[Collected data]
──────

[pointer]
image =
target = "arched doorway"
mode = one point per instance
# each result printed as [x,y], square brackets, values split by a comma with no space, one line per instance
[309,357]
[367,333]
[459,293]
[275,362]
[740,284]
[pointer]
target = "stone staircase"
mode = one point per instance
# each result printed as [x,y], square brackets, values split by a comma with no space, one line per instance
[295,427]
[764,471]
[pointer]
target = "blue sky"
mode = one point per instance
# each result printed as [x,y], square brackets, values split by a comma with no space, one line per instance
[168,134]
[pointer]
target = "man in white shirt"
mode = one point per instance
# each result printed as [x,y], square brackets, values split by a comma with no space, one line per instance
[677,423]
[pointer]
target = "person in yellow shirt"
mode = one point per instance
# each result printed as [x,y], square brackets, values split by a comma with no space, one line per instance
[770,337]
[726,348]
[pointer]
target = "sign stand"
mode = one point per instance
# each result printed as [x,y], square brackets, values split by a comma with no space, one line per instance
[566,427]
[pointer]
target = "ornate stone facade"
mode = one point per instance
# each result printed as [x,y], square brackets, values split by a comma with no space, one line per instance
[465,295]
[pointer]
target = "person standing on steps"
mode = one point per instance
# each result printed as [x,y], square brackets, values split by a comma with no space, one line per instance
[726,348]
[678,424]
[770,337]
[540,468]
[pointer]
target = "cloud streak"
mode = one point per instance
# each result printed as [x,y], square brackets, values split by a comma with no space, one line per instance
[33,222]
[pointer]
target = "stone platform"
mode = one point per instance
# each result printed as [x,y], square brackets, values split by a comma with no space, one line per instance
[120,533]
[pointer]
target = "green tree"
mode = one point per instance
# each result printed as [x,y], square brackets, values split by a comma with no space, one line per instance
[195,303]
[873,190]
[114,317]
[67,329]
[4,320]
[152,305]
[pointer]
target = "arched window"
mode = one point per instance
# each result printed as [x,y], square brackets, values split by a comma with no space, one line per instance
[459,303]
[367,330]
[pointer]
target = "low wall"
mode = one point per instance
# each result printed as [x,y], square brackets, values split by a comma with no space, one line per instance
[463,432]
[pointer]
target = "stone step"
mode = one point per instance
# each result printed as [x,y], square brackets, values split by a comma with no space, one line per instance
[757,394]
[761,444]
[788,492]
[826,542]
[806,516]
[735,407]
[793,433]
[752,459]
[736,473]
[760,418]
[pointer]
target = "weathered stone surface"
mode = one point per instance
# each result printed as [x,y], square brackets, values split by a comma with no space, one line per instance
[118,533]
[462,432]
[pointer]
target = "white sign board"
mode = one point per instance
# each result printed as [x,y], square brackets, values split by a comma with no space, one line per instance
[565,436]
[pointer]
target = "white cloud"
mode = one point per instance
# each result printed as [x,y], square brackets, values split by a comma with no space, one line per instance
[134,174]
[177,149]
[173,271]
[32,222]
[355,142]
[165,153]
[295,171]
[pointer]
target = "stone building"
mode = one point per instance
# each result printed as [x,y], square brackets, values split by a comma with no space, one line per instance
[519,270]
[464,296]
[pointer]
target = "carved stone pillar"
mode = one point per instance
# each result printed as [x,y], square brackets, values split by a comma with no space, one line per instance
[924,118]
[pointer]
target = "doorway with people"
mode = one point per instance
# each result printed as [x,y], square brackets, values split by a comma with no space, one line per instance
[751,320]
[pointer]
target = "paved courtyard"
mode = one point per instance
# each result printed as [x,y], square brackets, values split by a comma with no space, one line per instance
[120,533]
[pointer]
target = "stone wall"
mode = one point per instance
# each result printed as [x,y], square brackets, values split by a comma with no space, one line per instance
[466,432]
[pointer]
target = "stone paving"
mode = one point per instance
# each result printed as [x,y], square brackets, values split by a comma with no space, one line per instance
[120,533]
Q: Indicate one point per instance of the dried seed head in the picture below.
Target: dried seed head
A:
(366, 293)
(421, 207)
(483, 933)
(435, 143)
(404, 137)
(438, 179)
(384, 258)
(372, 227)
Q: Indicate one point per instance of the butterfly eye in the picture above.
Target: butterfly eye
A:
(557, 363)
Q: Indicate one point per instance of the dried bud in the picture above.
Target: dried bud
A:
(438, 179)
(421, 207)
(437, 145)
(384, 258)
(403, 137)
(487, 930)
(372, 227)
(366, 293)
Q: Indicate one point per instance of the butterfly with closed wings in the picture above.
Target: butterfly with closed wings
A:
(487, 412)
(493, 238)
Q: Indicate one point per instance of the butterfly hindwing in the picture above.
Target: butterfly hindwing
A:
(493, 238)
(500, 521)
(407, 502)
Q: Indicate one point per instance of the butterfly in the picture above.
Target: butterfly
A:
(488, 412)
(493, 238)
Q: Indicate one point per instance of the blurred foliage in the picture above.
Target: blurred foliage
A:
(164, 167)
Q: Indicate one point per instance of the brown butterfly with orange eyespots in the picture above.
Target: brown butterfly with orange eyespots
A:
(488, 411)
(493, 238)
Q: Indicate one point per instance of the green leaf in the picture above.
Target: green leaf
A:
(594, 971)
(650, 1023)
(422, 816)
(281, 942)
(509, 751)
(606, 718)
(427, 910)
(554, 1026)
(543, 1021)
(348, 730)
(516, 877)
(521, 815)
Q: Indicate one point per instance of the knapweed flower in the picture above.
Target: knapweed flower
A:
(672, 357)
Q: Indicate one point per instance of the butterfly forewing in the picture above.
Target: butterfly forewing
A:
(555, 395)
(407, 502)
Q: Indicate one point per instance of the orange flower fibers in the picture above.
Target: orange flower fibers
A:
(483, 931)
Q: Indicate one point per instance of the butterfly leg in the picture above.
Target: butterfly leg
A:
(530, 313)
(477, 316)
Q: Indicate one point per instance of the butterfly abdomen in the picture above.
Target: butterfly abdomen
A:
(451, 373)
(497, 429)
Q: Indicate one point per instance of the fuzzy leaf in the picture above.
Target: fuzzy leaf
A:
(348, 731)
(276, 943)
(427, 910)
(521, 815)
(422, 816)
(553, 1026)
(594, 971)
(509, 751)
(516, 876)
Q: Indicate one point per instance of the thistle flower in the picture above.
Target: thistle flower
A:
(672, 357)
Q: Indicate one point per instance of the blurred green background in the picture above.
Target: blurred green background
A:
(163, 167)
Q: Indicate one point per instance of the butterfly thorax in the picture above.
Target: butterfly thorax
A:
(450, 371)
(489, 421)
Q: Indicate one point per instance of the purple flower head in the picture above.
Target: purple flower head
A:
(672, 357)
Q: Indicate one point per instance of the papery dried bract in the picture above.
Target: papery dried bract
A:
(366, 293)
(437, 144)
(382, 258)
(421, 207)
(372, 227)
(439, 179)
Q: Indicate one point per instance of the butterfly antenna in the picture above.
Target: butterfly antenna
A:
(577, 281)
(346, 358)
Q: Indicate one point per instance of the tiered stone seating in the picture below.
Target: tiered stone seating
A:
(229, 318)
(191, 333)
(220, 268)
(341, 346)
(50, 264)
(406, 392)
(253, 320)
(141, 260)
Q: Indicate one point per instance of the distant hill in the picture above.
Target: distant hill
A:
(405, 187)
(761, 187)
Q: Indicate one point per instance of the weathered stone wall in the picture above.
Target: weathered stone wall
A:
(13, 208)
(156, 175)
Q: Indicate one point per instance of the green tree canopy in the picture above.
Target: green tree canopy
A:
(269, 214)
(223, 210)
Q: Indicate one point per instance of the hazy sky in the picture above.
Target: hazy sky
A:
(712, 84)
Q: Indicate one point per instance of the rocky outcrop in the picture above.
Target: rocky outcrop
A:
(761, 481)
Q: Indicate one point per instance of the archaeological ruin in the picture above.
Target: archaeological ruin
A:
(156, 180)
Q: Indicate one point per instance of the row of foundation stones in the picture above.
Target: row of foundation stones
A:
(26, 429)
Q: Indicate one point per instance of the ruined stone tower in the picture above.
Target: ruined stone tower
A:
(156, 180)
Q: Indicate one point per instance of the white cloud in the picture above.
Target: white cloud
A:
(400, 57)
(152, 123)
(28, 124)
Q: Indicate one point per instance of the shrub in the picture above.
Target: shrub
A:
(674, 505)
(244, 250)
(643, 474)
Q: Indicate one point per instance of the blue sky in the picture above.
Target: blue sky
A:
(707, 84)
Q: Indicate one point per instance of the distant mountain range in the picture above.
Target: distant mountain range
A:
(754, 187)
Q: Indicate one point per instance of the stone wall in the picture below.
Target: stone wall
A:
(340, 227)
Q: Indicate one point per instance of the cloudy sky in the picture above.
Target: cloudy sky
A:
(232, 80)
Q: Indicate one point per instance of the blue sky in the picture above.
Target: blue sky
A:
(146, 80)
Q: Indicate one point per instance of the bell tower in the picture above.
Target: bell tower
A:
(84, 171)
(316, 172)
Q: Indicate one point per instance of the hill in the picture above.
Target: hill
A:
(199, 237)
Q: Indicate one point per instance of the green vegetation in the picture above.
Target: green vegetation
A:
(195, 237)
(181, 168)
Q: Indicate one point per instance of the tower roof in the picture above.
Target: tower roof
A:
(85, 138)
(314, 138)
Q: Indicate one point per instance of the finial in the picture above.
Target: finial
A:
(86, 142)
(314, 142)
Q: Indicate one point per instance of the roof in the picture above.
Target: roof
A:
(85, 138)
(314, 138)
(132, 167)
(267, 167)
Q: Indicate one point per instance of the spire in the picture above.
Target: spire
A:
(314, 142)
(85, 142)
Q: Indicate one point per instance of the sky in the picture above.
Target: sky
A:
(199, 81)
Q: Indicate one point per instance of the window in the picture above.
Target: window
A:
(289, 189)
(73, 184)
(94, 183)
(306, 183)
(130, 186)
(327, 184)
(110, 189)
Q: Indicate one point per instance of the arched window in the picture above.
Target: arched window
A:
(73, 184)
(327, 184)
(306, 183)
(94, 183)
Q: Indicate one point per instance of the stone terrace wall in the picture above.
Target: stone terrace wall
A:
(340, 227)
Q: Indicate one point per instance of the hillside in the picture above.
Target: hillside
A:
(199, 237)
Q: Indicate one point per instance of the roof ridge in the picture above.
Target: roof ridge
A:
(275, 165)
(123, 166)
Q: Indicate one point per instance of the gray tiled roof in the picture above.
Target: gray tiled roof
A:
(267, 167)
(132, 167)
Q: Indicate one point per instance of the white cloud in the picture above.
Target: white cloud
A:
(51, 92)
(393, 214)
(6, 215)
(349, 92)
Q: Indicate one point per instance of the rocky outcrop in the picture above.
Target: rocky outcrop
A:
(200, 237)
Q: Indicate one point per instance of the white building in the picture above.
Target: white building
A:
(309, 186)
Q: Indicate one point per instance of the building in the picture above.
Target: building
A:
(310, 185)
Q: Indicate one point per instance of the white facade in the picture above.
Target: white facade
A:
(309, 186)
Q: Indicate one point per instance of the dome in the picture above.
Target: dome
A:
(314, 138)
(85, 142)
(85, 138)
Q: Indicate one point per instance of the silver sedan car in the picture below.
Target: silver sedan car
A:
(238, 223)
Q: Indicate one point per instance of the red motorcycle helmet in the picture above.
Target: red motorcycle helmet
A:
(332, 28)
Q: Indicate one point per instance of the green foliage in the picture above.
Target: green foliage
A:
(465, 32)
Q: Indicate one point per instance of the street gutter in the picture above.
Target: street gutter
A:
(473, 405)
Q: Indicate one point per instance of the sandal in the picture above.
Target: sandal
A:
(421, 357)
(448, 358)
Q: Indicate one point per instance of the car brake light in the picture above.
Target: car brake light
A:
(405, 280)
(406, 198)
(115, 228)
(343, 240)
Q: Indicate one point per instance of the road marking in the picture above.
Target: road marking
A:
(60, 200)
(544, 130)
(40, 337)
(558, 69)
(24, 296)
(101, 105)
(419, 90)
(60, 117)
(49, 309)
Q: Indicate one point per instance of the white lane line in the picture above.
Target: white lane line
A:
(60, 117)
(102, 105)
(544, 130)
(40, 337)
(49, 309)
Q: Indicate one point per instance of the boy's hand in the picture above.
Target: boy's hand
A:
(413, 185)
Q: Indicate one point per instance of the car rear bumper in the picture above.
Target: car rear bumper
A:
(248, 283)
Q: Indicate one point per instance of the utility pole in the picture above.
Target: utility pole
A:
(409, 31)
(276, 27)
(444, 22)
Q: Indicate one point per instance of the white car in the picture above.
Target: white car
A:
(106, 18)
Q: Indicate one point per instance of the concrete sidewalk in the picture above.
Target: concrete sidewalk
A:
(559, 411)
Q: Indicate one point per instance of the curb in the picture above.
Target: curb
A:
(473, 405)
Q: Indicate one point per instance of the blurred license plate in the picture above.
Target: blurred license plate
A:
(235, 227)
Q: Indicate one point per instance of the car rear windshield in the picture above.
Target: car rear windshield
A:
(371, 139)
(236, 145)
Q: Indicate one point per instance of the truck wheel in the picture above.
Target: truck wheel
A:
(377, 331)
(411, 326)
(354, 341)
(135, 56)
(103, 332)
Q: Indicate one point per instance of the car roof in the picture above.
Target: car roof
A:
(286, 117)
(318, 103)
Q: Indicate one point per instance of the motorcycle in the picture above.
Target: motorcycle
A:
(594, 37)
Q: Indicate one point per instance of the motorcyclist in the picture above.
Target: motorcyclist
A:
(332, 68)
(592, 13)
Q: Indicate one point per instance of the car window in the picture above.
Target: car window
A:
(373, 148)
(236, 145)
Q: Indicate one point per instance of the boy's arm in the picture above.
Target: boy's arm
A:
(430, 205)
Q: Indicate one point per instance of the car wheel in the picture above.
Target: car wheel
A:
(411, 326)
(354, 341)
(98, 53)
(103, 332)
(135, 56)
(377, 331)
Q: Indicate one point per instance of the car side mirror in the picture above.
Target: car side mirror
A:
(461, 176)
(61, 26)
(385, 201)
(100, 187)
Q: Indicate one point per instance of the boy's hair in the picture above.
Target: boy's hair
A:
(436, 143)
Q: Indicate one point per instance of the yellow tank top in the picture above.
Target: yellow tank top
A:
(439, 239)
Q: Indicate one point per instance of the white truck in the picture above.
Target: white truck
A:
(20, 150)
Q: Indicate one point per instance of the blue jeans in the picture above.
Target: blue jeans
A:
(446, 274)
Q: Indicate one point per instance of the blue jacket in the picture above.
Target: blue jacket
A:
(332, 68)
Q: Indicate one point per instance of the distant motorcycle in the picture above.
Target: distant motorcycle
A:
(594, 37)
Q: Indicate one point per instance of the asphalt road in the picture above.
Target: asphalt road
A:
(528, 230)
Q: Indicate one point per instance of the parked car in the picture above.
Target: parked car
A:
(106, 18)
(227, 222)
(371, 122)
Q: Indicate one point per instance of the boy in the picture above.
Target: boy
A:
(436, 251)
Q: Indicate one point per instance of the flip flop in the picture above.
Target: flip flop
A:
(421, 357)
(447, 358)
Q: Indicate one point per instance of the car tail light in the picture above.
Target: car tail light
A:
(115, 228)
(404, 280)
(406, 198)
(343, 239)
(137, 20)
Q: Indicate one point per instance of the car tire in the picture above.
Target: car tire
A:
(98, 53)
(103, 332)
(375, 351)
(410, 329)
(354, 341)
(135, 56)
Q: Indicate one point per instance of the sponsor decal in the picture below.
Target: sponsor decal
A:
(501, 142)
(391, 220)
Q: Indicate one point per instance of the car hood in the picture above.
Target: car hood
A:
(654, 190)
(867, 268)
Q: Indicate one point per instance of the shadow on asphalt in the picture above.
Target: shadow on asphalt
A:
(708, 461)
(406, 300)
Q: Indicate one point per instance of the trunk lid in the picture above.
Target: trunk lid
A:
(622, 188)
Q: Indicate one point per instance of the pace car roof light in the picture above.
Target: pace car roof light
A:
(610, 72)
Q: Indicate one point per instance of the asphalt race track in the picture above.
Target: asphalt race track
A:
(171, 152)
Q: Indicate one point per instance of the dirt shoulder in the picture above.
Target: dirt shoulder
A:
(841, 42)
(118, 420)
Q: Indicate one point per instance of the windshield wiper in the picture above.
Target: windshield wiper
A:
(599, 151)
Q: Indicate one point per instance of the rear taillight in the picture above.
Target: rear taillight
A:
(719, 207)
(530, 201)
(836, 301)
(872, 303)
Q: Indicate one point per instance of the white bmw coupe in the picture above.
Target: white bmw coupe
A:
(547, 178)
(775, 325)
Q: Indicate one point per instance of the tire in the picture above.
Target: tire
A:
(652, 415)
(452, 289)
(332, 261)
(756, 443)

──────

- YOUR ASSIGNMENT
What you give back must be the stretch above, starting at the line with "Q: Indicate one point per instance of the archaeological" and ending at the line with "Q: Indicate one point per instance of the ruined", copied exactly.

- RESPONSE BELOW
Q: Indicate one point per instance of the archaeological ruin in the picture above.
Target: archaeological ruin
A:
(156, 180)
Q: Indicate one point per instance of the row of foundation stones in the picture above.
Target: row of foundation stones
A:
(26, 429)
Q: Indicate one point per instance of the ruined stone tower in the picture above.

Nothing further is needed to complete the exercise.